(Page extract):
Anna Cooke Kendrick (born August 9, 1985) is an American actress and singer. Her first starring role was in the 1998 Broadway musical High Society, for which she earned a nomination for the Tony Award for Best Featured Actress in a Musical. She made her film debut in the musical comedy Camp (2003), and had a supporting role in The Twilight Saga (2008–2012). She achieved wider recognition for the comedy-drama film Up in the Air (2009), which earned her a nomination for the Academy Award for Best Supporting Actress, and for her starring role in the Pitch Perfect film series (2012–2017).

Kendrick has also starred in the comedies Scott Pilgrim vs. the World (2010) and 50/50 (2011), the crime drama End of Watch (2012), the musical fantasy Into the Woods (2014), and the thrillers The Accountant (2016) and A Simple Favor (2018). She has also performed a voice role in the animated musical films Trolls (2016) and Trolls World Tour (2020). For starring in the short form series Dummy, she received a nomination for a Primetime Emmy Award for Outstanding Actress.

Kendrick has sung on various soundtracks for her films, including the single "Cups" in 2012, as well as at events like the 2013 Kennedy Center Honors and the 2015 Academy Awards. Her memoir, Scrappy Little Nobody, was published in 2016.

Early life 
Kendrick was born in Portland, Maine, on August 9, 1985, the daughter of accountant Janice (née Cooke) and history teacher William Kendrick. Her father has also worked in finance. She is of English, Irish, and Scottish descent. She has an older brother who is an actor and appeared in the drama film Looking for an Echo (2000). She attended Deering High School.

Career

1998–2007: Early career, theater, and film debut 

Kendrick started her career as a child, auditioning for theater productions in New York City. When she was 12, she had a supporting role in the 1998 Broadway musical High Society. Her performance earned her a Theater World Award and nominations for Featured Actress in a Musical at the Drama Desk Awards and Tony Awards. She went on to a supporting role in the 2003 New York City Opera production of Stephen Sondheim's musical A Little Night Music.

She made her film debut in the musical film Camp. Her performance as nerdy Fritzi Wagner earned her a nomination for the Independent Spirit Award for Best Debut Performance. She played an ambitious high school debater in Rocket Science (2007), for which she earned a Independent Spirit Award nomination for Best Supporting Female.

2008–2011: Twilight and Up in the Air 
Kendrick rose to prominence in 2008 for the fantasy romance Twilight, a major box-office hit based on Stephenie Meyer's 2005 novel of the same name; Kendrick played Jessica Stanley, a friend of protagonist Bella Swan. In 2009, she appeared in the comedy The Marc Pease Experience, in her first leading role in the crime thriller Elsewhere, and reprised her Jessica Stanley role in Twilight's sequel, New Moon.

She then starred alongside George Clooney in director Jason Reitman's Up in the Air (2009). Critics praised her performance as an ambitious college graduate, calling it "funny and touching" and saying that she "grabs every scene she's in". It brought her nominations for several Best Supporting Actress awards, including the Academy Awards, Golden Globe Awards, Screen Actors Guild Awards and BAFTA Awards.

(Rows from a dataset):
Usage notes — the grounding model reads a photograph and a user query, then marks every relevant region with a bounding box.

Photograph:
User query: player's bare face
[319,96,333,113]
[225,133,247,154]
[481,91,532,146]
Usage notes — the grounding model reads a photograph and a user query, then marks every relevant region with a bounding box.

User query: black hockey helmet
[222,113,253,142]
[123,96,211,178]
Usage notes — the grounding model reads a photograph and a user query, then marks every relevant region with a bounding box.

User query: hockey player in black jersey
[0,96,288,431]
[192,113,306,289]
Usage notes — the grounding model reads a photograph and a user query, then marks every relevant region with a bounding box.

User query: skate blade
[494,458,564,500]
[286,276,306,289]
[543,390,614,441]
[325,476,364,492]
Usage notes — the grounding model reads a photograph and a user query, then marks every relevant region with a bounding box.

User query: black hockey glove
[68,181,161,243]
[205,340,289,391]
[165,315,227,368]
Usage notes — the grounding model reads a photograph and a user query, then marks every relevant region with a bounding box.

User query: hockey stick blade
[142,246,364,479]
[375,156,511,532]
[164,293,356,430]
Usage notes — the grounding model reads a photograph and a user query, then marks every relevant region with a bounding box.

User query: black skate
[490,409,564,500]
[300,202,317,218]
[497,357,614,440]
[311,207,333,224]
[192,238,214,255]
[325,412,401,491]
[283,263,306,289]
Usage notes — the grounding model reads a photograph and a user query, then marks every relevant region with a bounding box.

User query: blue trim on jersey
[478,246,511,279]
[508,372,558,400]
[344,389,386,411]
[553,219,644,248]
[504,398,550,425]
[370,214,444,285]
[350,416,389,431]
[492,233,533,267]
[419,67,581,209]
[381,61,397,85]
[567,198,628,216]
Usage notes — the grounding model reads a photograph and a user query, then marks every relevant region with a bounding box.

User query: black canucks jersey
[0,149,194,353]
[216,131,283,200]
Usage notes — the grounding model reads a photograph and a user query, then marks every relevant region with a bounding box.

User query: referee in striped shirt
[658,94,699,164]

(About this task): From the text about Anna Kendrick, list every film it says she appeared in that came out in 2009.

(Finished task):
- Up in the Air
- The Marc Pease Experience
- Elsewhere
- New Moon